====== RECORDED INFORMATION
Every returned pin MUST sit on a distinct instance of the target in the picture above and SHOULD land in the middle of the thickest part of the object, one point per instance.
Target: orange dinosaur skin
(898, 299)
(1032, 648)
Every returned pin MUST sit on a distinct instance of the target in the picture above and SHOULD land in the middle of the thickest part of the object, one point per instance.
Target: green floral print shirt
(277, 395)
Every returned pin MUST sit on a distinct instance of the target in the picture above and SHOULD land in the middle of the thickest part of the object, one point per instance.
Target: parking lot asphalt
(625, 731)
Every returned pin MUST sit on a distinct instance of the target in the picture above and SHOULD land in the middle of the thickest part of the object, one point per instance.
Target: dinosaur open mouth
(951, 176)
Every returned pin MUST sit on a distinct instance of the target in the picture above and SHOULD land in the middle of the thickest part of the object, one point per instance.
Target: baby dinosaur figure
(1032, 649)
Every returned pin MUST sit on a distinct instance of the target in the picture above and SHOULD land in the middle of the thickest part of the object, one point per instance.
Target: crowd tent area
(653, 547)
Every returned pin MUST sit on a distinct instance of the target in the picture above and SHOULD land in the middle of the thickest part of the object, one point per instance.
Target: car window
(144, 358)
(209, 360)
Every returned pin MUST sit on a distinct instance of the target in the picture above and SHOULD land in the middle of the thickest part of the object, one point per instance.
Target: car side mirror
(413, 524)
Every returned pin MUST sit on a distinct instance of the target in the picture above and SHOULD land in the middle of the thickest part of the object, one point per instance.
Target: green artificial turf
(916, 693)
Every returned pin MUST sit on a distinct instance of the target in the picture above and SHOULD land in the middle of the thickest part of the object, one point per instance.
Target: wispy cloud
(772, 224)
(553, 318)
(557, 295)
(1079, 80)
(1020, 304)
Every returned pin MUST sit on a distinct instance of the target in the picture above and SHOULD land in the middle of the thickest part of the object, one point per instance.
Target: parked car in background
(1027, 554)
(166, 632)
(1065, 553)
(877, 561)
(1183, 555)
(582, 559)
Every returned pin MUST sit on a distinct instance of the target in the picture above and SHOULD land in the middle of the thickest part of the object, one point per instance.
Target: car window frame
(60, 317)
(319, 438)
============
PROBLEM DETAILS: Starting at the first row and stopping after the line that contains "(1020, 304)", write those lines out again with every "dinosaur" changed to "reptile" and nothing else altered.

EXERCISE RESPONSE:
Every returned pin MUST sit on a distinct instance of the target in the picture above and SHOULD land in the middle of the thickest part of the object, one point per instance.
Target: orange reptile skin
(898, 299)
(1032, 648)
Every returned pin MUST sit on a distinct instance of the target in the picture above and SHOULD land in the middle of the thickest part of the object, one point per instance.
Target: green floral print shirt
(277, 395)
Every returned pin MUST sit on a distinct instance of the target in the picture above and SHOULD land in the middle of the thickest part of the object, one point per instance.
Target: parking lot asphalt
(625, 731)
Every returned pin MUST sit on a distinct instance of the target in the picture above and SHOULD land in the middle of the thickest part of the object, one point per instance.
Target: reptile open mouth
(951, 176)
Every returned pin MUST sit on a distinct instance of the target in the picture above and SHOULD land in the middle of the thickest part of the object, one point per instance.
Target: baby reptile figure
(1032, 649)
Every returned pin MUST sit on a distinct instance of the target in the picture above and SHOULD land in the middle of the thickest part of the object, one point per instance.
Target: crowd tent area
(653, 547)
Every returned pin MUST sit on a distinct instance of the target in the picture above and SHOULD land in the middle of the thickest part of the object, one point per instance.
Target: car window
(144, 358)
(209, 360)
Every returned pin MUST sit on a distinct instance of the target in the picture above and SHOULD land in the middle of the thickest part of the object, one point per instance.
Target: car side mirror
(413, 524)
Every returned pin MUST sit on a distinct instance of the target in the picture above and SHOULD land in the middle of the thickest part of the object, one point per instance.
Target: green artificial turf
(916, 693)
Every returned pin MUST sit on a distinct instance of the target in the picture above and SHOULD land in the middle of the thickest part of the object, one point per instance.
Target: wispy cloud
(772, 224)
(553, 318)
(557, 295)
(1079, 80)
(1020, 304)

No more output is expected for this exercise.